• _YOUR INSTRUCTIONS_
The response must contain every line of the records that follow, duplicated exactly.
DATA EXTRACTS section start
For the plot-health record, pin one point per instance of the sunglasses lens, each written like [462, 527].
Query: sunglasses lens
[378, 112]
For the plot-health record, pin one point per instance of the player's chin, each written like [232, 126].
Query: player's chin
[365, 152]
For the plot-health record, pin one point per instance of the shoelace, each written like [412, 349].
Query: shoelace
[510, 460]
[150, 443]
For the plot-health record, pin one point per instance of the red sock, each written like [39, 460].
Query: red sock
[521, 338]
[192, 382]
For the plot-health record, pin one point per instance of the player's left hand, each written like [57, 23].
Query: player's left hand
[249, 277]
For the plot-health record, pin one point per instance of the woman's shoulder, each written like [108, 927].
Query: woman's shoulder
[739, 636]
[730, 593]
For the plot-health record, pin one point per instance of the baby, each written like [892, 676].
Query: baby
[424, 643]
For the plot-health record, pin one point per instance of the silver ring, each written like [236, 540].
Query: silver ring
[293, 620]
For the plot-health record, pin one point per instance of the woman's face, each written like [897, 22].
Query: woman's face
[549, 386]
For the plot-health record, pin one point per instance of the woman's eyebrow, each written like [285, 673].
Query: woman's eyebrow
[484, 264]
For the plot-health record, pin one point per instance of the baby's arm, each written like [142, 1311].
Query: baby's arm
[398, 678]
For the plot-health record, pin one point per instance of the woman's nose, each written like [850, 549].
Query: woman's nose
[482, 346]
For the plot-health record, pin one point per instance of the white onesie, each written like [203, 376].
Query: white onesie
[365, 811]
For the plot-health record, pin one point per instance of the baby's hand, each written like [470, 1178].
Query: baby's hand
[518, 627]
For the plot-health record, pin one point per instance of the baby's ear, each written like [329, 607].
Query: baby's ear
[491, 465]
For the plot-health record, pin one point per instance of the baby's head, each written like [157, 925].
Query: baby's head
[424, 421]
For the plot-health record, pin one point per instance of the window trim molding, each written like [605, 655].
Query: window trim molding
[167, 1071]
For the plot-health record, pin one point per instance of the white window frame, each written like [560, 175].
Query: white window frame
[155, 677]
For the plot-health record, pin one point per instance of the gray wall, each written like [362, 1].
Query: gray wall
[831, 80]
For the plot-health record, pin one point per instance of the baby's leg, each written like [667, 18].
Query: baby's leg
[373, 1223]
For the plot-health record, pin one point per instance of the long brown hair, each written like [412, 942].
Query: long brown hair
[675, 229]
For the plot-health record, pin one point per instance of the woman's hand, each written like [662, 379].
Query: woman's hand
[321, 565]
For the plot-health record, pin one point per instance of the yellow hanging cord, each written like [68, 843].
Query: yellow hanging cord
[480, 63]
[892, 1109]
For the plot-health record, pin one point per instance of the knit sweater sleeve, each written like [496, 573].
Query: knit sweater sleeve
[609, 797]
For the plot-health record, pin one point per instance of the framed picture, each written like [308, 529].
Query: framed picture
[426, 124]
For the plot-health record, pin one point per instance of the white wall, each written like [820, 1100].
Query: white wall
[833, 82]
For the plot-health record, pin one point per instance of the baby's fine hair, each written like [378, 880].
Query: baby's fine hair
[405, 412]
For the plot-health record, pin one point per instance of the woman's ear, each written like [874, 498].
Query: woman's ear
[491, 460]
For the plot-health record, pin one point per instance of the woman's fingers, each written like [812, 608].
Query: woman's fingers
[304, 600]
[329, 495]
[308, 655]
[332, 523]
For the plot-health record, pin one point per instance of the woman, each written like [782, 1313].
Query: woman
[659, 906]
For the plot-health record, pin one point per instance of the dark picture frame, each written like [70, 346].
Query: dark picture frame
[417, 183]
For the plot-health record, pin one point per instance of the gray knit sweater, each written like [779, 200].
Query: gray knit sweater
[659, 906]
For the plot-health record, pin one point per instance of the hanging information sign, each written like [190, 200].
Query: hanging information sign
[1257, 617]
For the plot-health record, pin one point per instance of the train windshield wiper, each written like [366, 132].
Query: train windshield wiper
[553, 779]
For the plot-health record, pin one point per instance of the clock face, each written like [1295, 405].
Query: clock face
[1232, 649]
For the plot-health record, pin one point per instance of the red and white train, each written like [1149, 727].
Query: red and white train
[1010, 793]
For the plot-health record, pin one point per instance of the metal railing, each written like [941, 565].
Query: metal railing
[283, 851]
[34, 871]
DATA EXTRACTS section end
• _TASK SOLUTION_
For the plot-health record, pin one point per instance of the sunglasses lens, each written like [462, 527].
Query: sunglasses lens
[378, 112]
For the plot-health record, pin one point per instance of the player's chin, each written like [232, 126].
Query: player's chin
[365, 152]
For the plot-health record, pin one point per instance of the shoelace, each written like [412, 349].
Query: shoelace
[510, 460]
[150, 443]
For the plot-health record, pin one point per instance of the red sock, each written like [39, 460].
Query: red sock
[521, 338]
[192, 382]
For the plot-health record, pin one point per instance of the player's left hand, each written like [57, 23].
Query: player's left hand
[249, 277]
For the plot-health record, pin one point per instance of the woman's shoulder, each written like [108, 927].
Query: woman's shoulder
[739, 636]
[730, 593]
For the plot-health record, pin one point per instance of the baby, each written like [892, 676].
Query: baby
[424, 643]
For the plot-health record, pin one point per instance of the silver ring, each written like [236, 540].
Query: silver ring
[293, 620]
For the plot-health record, pin one point per instance of the woman's face, each written like [897, 22].
Query: woman's face
[549, 386]
For the plot-health record, pin one point per instance of the woman's eyebrow, each written like [285, 673].
Query: woman's eyebrow
[484, 264]
For the plot-health record, pin one point per instance of the baby's arm, each written like [142, 1311].
Query: baby's arm
[398, 678]
For the plot-health record, pin one point per instance of the woman's nose, each written like [850, 549].
Query: woman's nose
[482, 346]
For the plot-health record, pin one point per instance of the white onesie, each written like [203, 376].
Query: white onesie
[365, 811]
For the plot-health record, pin one point per instance of the baby's hand, each written like [470, 1178].
Query: baby's hand
[518, 627]
For the plot-health record, pin one point per instance of the baby's ear, each written like [329, 607].
Query: baby's ear
[491, 465]
For the plot-health record, pin one point per instance of the baby's head, each written like [157, 925].
Query: baby's head
[424, 421]
For the plot-health record, pin one point per instance of the window trim molding, each written like [605, 655].
Query: window trim molding
[167, 1071]
For the plot-health record, pin one point per instance of the white window frame, each written like [560, 175].
Query: white window frame
[155, 677]
For the plot-health record, pin one point per instance of the gray wall, each written like [362, 1].
Query: gray wall
[831, 80]
For the plot-health record, pin one point per instance of the baby's leg, each written like [667, 18].
Query: baby's leg
[373, 1223]
For the plot-health record, pin one point per instance of the long brown hair, each written like [412, 942].
Query: long brown hair
[675, 229]
For the plot-health record, pin one point per instance of the woman's hand, each written like [662, 379].
Query: woman's hand
[321, 565]
For the plot-health record, pin one point per instance of the yellow hanging cord, each written like [68, 843].
Query: yellow hanging cord
[480, 63]
[892, 1109]
For the plot-health record, pin one point per instance of the knit sweater sleeve, each written like [496, 573].
Query: knit sweater sleeve
[609, 797]
For the plot-health record, pin one point per instance of the framed picture, each written like [308, 529].
Query: framed picture
[426, 124]
For the plot-health record, pin one point per instance of the white wall, each written like [820, 1100].
Query: white wall
[833, 82]
For the plot-health record, pin one point per instance of the baby's fine hair, each written like [378, 880].
Query: baby's fine hair
[405, 412]
For the plot-health record, pin one point per instance of the woman's ear, each written like [874, 498].
Query: woman's ear
[491, 460]
For the plot-health record, pin one point per instance of the woman's fingers, each written like [812, 608].
Query: woman's fingers
[304, 600]
[329, 495]
[308, 655]
[332, 523]
For the plot-health record, pin one point per instance of the woman, each written like [782, 1313].
Query: woman
[659, 906]
For the plot-health record, pin one point per instance of the dark picture frame, each written like [70, 346].
Query: dark picture frame
[417, 183]
For the plot-health record, pin one point per instance of the gray knit sweater, each written like [779, 200].
Query: gray knit sweater
[659, 906]
For the plot-health record, pin one point per instance of the hanging information sign, each written like [190, 200].
Query: hanging information sign
[1257, 617]
For the plot-health record, pin one point per instance of the train windshield wiper, each written like [366, 132].
Query: train windshield wiper
[553, 779]
For the plot-health record, pin one point per instance of the clock face, each written like [1295, 405].
Query: clock face
[1232, 649]
For the plot-health record, pin one point per instance of the red and white train, each written like [1149, 727].
Query: red and white train
[1010, 793]
For the plot-health record, pin one point per instance of the metal railing, each written like [941, 565].
Query: metal railing
[283, 851]
[34, 871]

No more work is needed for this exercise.